> Task objective
Rewrite the rows from the line with "look for car tire" through the end of the rows, replacing "look for" with "locate" and leaving everything else as it is.
#### Data rows ####
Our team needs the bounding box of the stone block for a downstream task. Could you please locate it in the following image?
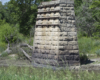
[68,32,77,37]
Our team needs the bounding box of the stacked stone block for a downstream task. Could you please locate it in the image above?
[33,0,80,67]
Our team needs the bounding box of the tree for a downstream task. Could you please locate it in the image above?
[90,0,100,37]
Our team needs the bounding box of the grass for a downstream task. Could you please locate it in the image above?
[78,37,100,54]
[0,67,100,80]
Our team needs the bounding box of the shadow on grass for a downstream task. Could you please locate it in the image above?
[80,54,94,65]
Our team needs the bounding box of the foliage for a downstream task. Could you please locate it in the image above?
[95,49,100,56]
[0,67,100,80]
[75,0,95,37]
[0,23,18,43]
[78,37,100,55]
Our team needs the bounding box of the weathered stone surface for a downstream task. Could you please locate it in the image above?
[33,0,80,67]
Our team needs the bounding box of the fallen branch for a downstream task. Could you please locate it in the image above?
[20,48,32,61]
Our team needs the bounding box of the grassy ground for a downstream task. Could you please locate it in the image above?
[0,67,100,80]
[78,37,100,55]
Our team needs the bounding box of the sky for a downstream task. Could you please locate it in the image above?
[0,0,10,4]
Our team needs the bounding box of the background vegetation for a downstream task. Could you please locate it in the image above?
[0,0,100,80]
[0,0,100,54]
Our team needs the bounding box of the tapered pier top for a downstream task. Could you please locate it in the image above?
[33,0,80,67]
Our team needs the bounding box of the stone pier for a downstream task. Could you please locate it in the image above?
[32,0,80,67]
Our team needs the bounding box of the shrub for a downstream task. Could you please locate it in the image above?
[95,49,100,56]
[0,23,18,43]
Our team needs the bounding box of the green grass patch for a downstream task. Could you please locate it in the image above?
[0,67,100,80]
[78,37,100,54]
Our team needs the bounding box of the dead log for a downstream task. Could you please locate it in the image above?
[20,48,32,61]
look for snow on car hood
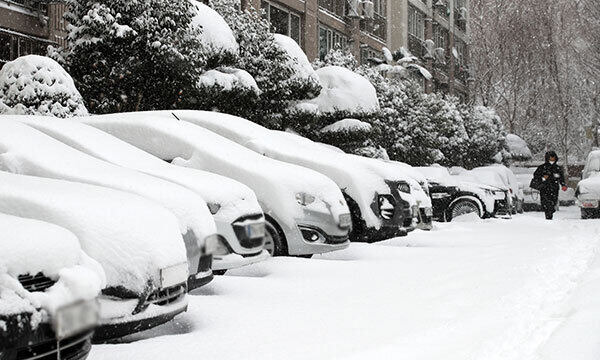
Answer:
[169,110,400,228]
[0,116,216,246]
[0,213,106,315]
[17,116,262,221]
[0,171,186,293]
[82,112,349,224]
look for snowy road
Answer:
[90,208,600,360]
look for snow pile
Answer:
[308,66,379,113]
[0,172,186,294]
[82,111,348,223]
[273,34,319,81]
[198,67,260,95]
[506,134,532,160]
[321,119,373,133]
[18,116,262,223]
[190,0,239,54]
[171,111,414,229]
[0,117,216,246]
[0,55,88,118]
[0,214,106,315]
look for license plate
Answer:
[340,214,352,228]
[246,222,265,239]
[52,300,99,340]
[160,262,188,288]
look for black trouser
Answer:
[540,191,558,220]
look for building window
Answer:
[319,26,348,60]
[408,6,425,40]
[261,1,302,44]
[319,0,346,18]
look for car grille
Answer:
[16,332,92,360]
[18,273,56,292]
[146,284,185,305]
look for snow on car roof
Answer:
[80,111,347,221]
[0,213,106,315]
[0,172,186,293]
[0,116,216,240]
[13,116,262,221]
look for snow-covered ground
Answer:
[90,208,600,360]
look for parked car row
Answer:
[0,111,518,360]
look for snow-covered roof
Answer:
[14,116,262,220]
[190,0,239,54]
[0,55,88,117]
[169,110,408,227]
[273,34,319,81]
[0,213,106,315]
[308,66,379,113]
[80,111,347,224]
[506,134,532,160]
[0,170,186,293]
[0,116,216,242]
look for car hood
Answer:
[0,171,186,294]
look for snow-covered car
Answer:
[416,165,507,221]
[0,213,106,360]
[14,116,269,273]
[472,164,525,214]
[79,112,351,256]
[169,110,416,241]
[575,150,600,219]
[0,172,188,341]
[0,120,217,289]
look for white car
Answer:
[79,112,351,256]
[0,172,188,340]
[17,116,269,273]
[0,117,217,289]
[164,110,416,241]
[0,213,106,359]
[416,165,507,221]
[472,164,525,214]
[575,150,600,219]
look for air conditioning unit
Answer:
[347,0,361,18]
[361,0,375,19]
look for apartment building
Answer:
[251,0,469,99]
[0,0,67,66]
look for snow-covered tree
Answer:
[0,55,88,118]
[52,0,205,113]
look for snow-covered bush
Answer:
[56,0,206,113]
[0,55,88,118]
[211,0,320,127]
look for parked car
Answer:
[0,172,188,341]
[575,150,600,219]
[162,111,417,241]
[79,112,351,256]
[472,164,525,214]
[15,116,269,274]
[0,214,105,360]
[416,165,507,221]
[0,117,217,289]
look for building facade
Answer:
[0,0,67,65]
[251,0,469,99]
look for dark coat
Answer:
[533,151,566,205]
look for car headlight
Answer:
[207,203,221,215]
[296,192,317,206]
[398,182,410,194]
[431,193,450,199]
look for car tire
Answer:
[446,199,481,221]
[264,217,288,256]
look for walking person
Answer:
[530,151,567,220]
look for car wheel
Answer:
[264,219,288,256]
[449,199,479,221]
####
> Written answer
locate car tire
Answer:
[446,199,481,221]
[264,217,288,256]
locate walking person
Answer:
[530,151,567,220]
locate car wheel
Answer:
[264,219,288,256]
[449,199,479,221]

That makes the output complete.